• WHAT TO DO
Reproduce the records below in full and without edits, omitting images.

╭──

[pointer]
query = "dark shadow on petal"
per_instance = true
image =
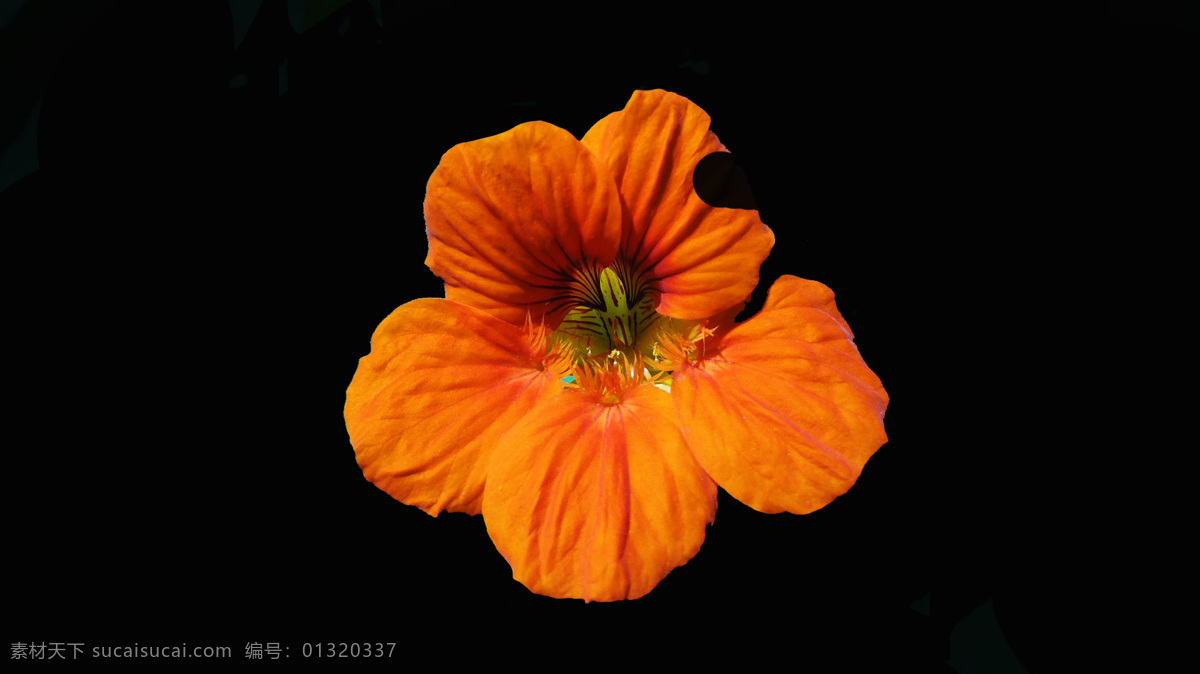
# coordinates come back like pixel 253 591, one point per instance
pixel 719 181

╰──

• IN RESPONSE
[pointer]
query = "dark shadow on petal"
per_instance = true
image =
# coordinates come back like pixel 253 591, one point per instance
pixel 719 181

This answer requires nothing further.